[TO BE DONE]:
1) In the Xen boot-time page-scrubbing patch thread, what does the patch cut the boot page scrub time to on the IvyBridge-EX 8 socket box with 1.5TB?
2) Pick up the Xen boot-time page-scrubbing patch thread after its final line and keep writing it.

|
[Date Prev][Date Next][Thread Prev][Thread Next][Date Index][Thread Index] Re: [Xen-devel] [PATCH] Xen: Spread boot time page scrubbing across all available CPU's (v6)
On 13/06/14 19:05, Konrad Rzeszutek Wilk wrote:
> From: Malcolm Crossley <malcolm.crossley@xxxxxxxxxx>
>
> The page scrubbing is done in 128MB chunks in lockstep across all the
> non-SMT CPU's. This allows for the boot CPU to hold the heap_lock whilst each
> chunk is being scrubbed and then release the heap_lock when the CPU's are
> finished scrubing their individual chunk. This allows for the heap_lock to
> not be held continously and for pending softirqs are to be serviced
> periodically across the CPU's.
>
> The page scrub memory chunks are allocated to the CPU's in a NUMA aware
> fashion to reduce socket interconnect overhead and improve performance.
> Specifically in the first phase we scrub at the same time on all the
> NUMA nodes that have CPUs - we also weed out the SMT threads so that
> we only use cores (that gives a 50% boost). The second phase is for NUMA
> nodes that have no CPUs - for that we use the closest NUMA node's CPUs
> (non-SMT again) to do the job.
>
> This patch reduces the boot page scrub time on a 128GB 64 core AMD Opteron
> 6386 machine from 49 seconds to 3 seconds.
> On a IvyBridge-EX 8 socket box with 1.5TB it cuts it down from 15 minutes
> to 63 seconds.
>
> Signed-off-by: Malcolm Crossley <malcolm.crossley@xxxxxxxxxx>
> Signed-off-by: Konrad Rzeszutek Wilk <konrad.wilk@xxxxxxxxxx>
> Reviewed-by: Tim Deegan <tim@xxxxxxx>
Functionally, Reviewed-by: Andrew Cooper <andrew.cooper3@xxxxxxxxxx>
A few minor nits...
>
> ---
>
> v2
> - Reduced default chunk size to 128MB
> - Added code to scrub NUMA nodes with no active CPU linked to them
> - Be robust to boot CPU not being linked to a NUMA node
>
> v3:
> - Don't use SMT threads
> - Take care of remainder if the number of CPUs (or memory) is odd
> - Restructure the worker thread
> - s/u64/unsigned long/
>
> v4:
> - Don't use all CPUs on non-CPU NUMA nodes, just closest one
> - Syntax, and docs updates
> - Compile on ARM
> - Fix bug when NUMA node has 0 pages
>
> v5:
> - Properly figure out best NUMA node.
> - Fix comments to be proper style.
>
> v6:
> - Missing page shift on default values, optimize cpumask usage.
> - Fix case of NODE having one page and below first_valid_mfn
> - Add Ack
> ---
> docs/misc/xen-command-line.markdown | 10 ++
> xen/common/page_alloc.c | 211
> ++++++++++++++++++++++++++++++++---
> xen/include/asm-arm/numa.h | 1 +
> 3 files changed, 204 insertions(+), 18 deletions(-)

[SOURCE DATA]:

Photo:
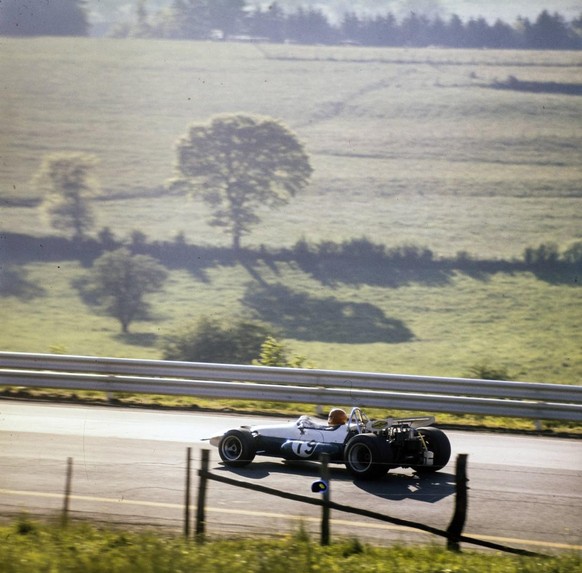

[TASK ANSWERS]:
1) 63 seconds.

2)
>
> diff --git a/docs/misc/xen-command-line.markdown
> b/docs/misc/xen-command-line.markdown
> index 25829fe..509f462 100644
> --- a/docs/misc/xen-command-line.markdown
> +++ b/docs/misc/xen-command-line.markdown
> @@ -198,6 +198,16 @@ Scrub free RAM during boot. This is a safety feature to
> prevent
> accidentally leaking sensitive VM data into other VMs if Xen crashes
> and reboots.
>
> +### bootscrub_chunk
_ needs escaping with a backslash
> +> `= <size>`
> +
> +> Default: `134217728`
Due to the implicit 'k' suffix on sizes, this is not a useful hint as to
how to change the default.
Furthermore, `128M` is substantially clearer.
> +
> +Maximum RAM block size chunks to be scrubbed whilst holding the page heap
> lock
> +and not running softirqs. Reduce this if softirqs are not being run
> frequently
> +enough. Setting this to a high value may cause boot failure, particularly if
> +the NMI watchdog is also enabled.
> +
> ### cachesize
> > `= <size>`
>
> diff --git a/xen/common/page_alloc.c b/xen/common/page_alloc.c
> ...
> - * Scrub all unallocated pages in all heap zones. This function is more
> - * convoluted than appears necessary because we do not want to continuously
> - * hold the lock while scrubbing very large memory areas.
> + * Scrub all unallocated pages in all heap zones. This function uses all
> + * online cpu's to scrub the memory in parallel.
> */
> void __init scrub_heap_pages(void)
> {
> - unsigned long mfn;
> - struct page_info *pg;
> + cpumask_t node_cpus, all_worker_cpus;
> + unsigned int i, j;
> + unsigned long offset, max_per_cpu_sz = 0;
> + unsigned long start, end;
> + unsigned long rem = 0;
> + int last_distance, best_node;
> + int cpus;
>
> if ( !opt_bootscrub )
> return;
>
> - printk("Scrubbing Free RAM: ");
> + cpumask_clear(&all_worker_cpus);
> + /* Scrub block size. */
> + chunk_size = opt_bootscrub_chunk >> PAGE_SHIFT;
> + if ( chunk_size == 0 )
> + chunk_size = MB(128) >> PAGE_SHIFT;
> +
> + /* Round #0 - figure out amounts and which CPUs to use. */
> + for_each_online_node ( i )
> + {
> + if ( !node_spanned_pages(i) )
> + continue;
> + /* Calculate Node memory start and end address. */
> + start = max(node_start_pfn(i), first_valid_mfn);
> + end = min(node_start_pfn(i) + node_spanned_pages(i), max_page);
> + /* Just in case NODE has 1 page and starts below first_valid_mfn. */
> + end = max(end, start);
> + /* CPUs that are online and on this node (if none, that it is OK). */
> + cpus = find_non_smt(i, &node_cpus);
> + cpumask_or(&all_worker_cpus, &all_worker_cpus, &node_cpus);
> + if ( cpus <= 0 )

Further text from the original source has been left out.